__PASSAGE SHOWN__
Rudolf Steiner was born on February 25, 1861 in Murakiraley, Austria-Hungary (now Donji Kraljevec, Croatia), and died in Dornach on March 30, 1925.

He founded the General Anthroposophical Society and the School of Spiritual Science in 1923, with its center at the Goetheanum in Dornach, Switzerland. 

From here spiritual research in all fields of life, and in many different professions, is done and supported. This has inspired, for example, the founding of Waldorf Schools, anthroposophical medicine, biodynamic agriculture and the new artistic form of eurythmy.

Steiner had no profession himself, but had a great impact on the cultural life of his own time, and remains a significant inspiration for the cultural life of today. 

He can be seen as a philosopher, literary scholar, educator, artist, playwright, and social thinker with a technical education as well. Steiner advocated a form of ethical individualism, to which he later brought a more explicitly spiritual component. His scientific approach is based on a phenomenology inspired by Goethe’s ideas of perception.

“Thinking … is no more and no less an organ of perception than the eye or ear. Just as the eye perceives colors and the ear sounds, so thinking perceives ideas.” 

Rudolf Steiner founded the YouthSection during Easter, 1924.

__REQUIRED ACTION 1__
Answer these questions about the passage on Rudolf Steiner:
(a) In what place and on what date did Steiner die?
(b) In what year did he found the General Anthroposophical Society?
(c) Whose ideas of perception inspired the phenomenology behind his scientific approach?
__REQUIRED ACTION 2__
Write out the passage on Rudolf Steiner word for word from "Steiner had no" to "ideas of perception.".

__EXERCISE DATA__

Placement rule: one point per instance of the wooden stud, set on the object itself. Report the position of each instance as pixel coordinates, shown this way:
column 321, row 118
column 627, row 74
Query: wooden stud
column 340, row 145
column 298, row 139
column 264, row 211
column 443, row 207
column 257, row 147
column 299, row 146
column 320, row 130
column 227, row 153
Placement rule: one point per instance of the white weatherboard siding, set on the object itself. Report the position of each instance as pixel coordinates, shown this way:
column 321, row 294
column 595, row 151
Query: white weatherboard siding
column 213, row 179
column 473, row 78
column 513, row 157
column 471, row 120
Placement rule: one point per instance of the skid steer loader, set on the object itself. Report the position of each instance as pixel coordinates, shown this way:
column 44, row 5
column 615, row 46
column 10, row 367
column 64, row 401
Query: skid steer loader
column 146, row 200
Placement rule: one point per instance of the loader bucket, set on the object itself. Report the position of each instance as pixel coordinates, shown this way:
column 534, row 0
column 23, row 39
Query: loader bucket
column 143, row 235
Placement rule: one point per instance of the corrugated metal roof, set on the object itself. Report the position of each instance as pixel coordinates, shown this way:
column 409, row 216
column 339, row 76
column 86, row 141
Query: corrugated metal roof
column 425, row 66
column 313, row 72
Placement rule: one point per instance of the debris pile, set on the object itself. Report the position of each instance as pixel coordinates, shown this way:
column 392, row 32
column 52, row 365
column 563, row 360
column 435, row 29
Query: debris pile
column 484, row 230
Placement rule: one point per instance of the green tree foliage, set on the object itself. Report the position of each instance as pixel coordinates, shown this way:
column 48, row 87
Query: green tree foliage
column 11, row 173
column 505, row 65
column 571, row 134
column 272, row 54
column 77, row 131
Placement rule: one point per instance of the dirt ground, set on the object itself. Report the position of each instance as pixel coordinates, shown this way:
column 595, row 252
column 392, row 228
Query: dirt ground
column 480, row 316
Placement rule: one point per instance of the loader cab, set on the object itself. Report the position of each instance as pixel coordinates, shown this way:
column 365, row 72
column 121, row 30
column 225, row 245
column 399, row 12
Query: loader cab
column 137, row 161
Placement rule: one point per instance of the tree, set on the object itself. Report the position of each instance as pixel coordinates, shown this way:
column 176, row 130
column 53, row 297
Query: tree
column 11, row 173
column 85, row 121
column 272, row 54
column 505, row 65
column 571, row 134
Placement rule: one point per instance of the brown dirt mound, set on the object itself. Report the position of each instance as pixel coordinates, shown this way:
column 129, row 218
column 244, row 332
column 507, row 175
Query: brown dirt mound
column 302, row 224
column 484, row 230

__TASK RESULT 1__
(a) Dornach, on March 30, 1925
(b) 1923
(c) Goethe's

__TASK RESULT 2__
Steiner had no profession himself, but had a great impact on the cultural life of his own time, and remains a significant inspiration for the cultural life of today. 

He can be seen as a philosopher, literary scholar, educator, artist, playwright, and social thinker with a technical education as well. Steiner advocated a form of ethical individualism, to which he later brought a more explicitly spiritual component. His scientific approach is based on a phenomenology inspired by Goethe’s ideas of perception.